Go through the entries below. Copy each line in which "parts" appears.

Stored data
Segment Open
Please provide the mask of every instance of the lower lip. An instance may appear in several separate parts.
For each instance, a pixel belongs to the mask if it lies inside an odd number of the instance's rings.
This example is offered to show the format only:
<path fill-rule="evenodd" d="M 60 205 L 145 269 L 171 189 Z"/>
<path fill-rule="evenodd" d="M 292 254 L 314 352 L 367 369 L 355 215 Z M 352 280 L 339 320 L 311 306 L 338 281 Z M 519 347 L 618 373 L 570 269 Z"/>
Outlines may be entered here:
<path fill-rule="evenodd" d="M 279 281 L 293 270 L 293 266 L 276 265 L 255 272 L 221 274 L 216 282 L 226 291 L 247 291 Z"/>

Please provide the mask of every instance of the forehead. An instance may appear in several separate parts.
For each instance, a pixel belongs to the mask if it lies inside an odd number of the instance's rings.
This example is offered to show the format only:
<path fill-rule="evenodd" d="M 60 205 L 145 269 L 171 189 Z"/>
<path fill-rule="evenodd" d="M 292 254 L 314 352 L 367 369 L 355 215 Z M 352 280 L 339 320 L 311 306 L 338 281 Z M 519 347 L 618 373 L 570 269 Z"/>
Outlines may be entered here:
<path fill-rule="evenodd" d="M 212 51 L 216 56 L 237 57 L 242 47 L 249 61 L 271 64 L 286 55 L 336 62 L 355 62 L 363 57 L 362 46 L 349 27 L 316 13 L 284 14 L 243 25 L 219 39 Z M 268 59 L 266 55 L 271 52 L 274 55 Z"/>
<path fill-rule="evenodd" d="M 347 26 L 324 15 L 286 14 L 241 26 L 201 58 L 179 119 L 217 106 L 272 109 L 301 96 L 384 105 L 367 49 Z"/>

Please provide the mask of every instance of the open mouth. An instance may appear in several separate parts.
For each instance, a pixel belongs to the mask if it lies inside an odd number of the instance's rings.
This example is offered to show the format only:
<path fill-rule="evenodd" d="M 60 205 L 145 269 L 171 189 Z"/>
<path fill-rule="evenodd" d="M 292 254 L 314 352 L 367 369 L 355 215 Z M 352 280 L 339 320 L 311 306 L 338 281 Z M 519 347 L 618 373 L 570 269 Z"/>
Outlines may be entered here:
Segment Closed
■ Exercise output:
Please provide the mask of every instance of the lower lip. An instance may appear in several separate parts.
Please provide the mask of every instance of the forehead. An instance may appear in several separate parts.
Please provide the mask of every instance of the open mouth. An instance may appear in several separate parts.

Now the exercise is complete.